■ WHAT THE TASK ASKS ■
Reproduce all of the records below verbatim, omitting the pictures.

start DATA PROVIDED

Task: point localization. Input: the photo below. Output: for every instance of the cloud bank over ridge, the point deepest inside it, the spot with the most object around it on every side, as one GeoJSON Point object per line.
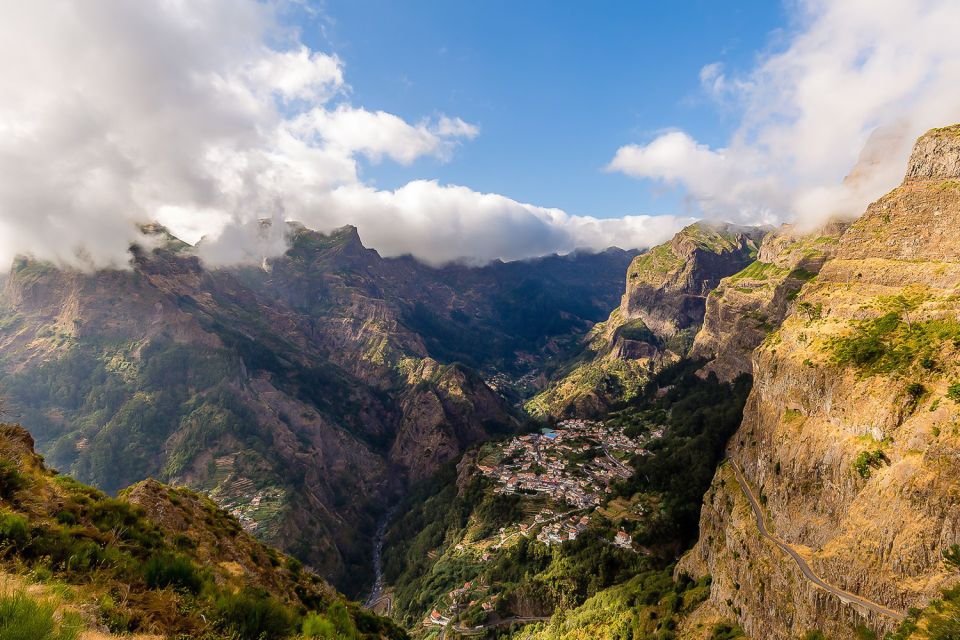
{"type": "Point", "coordinates": [853, 78]}
{"type": "Point", "coordinates": [208, 116]}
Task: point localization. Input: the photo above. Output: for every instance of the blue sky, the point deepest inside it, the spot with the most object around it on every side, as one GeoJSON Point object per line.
{"type": "Point", "coordinates": [555, 87]}
{"type": "Point", "coordinates": [454, 130]}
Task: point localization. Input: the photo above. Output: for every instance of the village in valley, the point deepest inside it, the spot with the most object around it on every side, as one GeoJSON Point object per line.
{"type": "Point", "coordinates": [574, 463]}
{"type": "Point", "coordinates": [566, 474]}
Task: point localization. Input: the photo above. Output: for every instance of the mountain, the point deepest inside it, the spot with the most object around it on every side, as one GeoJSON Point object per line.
{"type": "Point", "coordinates": [838, 507]}
{"type": "Point", "coordinates": [154, 560]}
{"type": "Point", "coordinates": [532, 527]}
{"type": "Point", "coordinates": [660, 313]}
{"type": "Point", "coordinates": [302, 396]}
{"type": "Point", "coordinates": [747, 306]}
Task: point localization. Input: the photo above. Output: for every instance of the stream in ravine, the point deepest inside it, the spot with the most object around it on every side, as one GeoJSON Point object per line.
{"type": "Point", "coordinates": [377, 591]}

end DATA PROVIDED

■ RESULT FOR THIS EXERCISE ■
Task: point localization. Input: the photo below. Output: for every instance of the cloud bank over ridge, the point deepest inside it, the spot with the most object around it on every side, as one GeoJSON Point object per line.
{"type": "Point", "coordinates": [853, 78]}
{"type": "Point", "coordinates": [208, 116]}
Task: point localization. Input: the photo above. Output: for every instance of the blue sky, the point deepest inside it, the spot with the most object around it on every side, as one GeoJSON Point object per line.
{"type": "Point", "coordinates": [555, 87]}
{"type": "Point", "coordinates": [454, 130]}
Task: point localization. Input: the photo above. Output: for every instance of the village in valley, the point deepest inside it, the spot with the most object around it on every side, as one GeoJSON Point object per line.
{"type": "Point", "coordinates": [574, 463]}
{"type": "Point", "coordinates": [566, 474]}
Task: point localization. Input: the photo above. Output: for every instance of the mountain, the point deepest inside it, the spot with the most object around it on every side, as one GeoJSON Point object per line.
{"type": "Point", "coordinates": [838, 507]}
{"type": "Point", "coordinates": [154, 560]}
{"type": "Point", "coordinates": [532, 527]}
{"type": "Point", "coordinates": [660, 313]}
{"type": "Point", "coordinates": [302, 396]}
{"type": "Point", "coordinates": [747, 306]}
Task: point localization. Input: the photo above. Output: for every instance of the stream in ravine, the point deepest inside it, the spot with the most object around it on every side, as one GeoJSON Point object per line.
{"type": "Point", "coordinates": [377, 591]}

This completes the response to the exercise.